## START Excerpt

# Color pooling in knit



## Rhonda61 (Jan 19, 2016)

I'm interested in Color Pooling, but how to start? I did a search on here and read everything I could, but there's no simple instructions. I did a search online and still nothing. Most articles for color pooling are for crochet not knit. 

Any help? I would appreciate it!


----------



## mopgenorth (Nov 20, 2011)

if you are trying to avoid color "pooing", use two skeins of the same colorway and alternate skeins every two rows, or if you are knitting in the round, switch off every round.


----------



## Jessica-Jean (Mar 14, 2011)

look on Ravelry at the group Pooled Knits - at least, I think that's the name.


----------



## grammye (Feb 21, 2011)

Take a look at http://plannedpooling.com/
You knit a section of yarn and count how many stitches in each color. You enter the color and the amount of stitches in each repeat then you can play with how many cast on stitches you need to get the look you want. Its funny how adding just one stitch can make the difference. You can choose flat knitting or circular. It's addictive!


----------



## 777cam (Oct 28, 2013)

This what I found on You Tube

Knit Argyle Color Pooling
www.youtube.com/watch?v=QQglfEGw0Jk


----------



## Rhonda61 (Jan 19, 2016)

grammye said:


> Take a look at http://plannedpooling.com/
> You knit a section of yarn and count how many stitches in each color. You enter the color and the amount of stitches in each repeat then you can play with how many cast on stitches you need to get the look you want. Its funny how adding just one stitch can make the difference. You can choose flat knitting or circular. It's addictive!

## END Excerpt
## START Given material

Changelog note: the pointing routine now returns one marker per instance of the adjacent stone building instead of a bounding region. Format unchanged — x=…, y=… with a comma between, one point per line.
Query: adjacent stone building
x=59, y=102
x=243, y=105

## END Given material

Given instruction 1> In the color pooling thread, what does mopgenorth say to alternate every two rows?
Given instruction 2> Sum up the color pooling thread in two sentences.
Given instruction 3> Return the part of the color pooling thread starting at "I'm interested in" and ending at "would appreciate it!".

Final result 1> Two skeins of the same colorway.

Final result 2> Rhonda61 asks how to start color pooling in knitting, noting that most articles on it are for crochet rather than knit. Replies suggest alternating two skeins to avoid pooling, a Ravelry group, the site plannedpooling.com for working out how many stitches to cast on, and a YouTube video on knit argyle color pooling.

Final result 3>
I'm interested in Color Pooling, but how to start? I did a search on here and read everything I could, but there's no simple instructions. I did a search online and still nothing. Most articles for color pooling are for crochet not knit. 

Any help? I would appreciate it!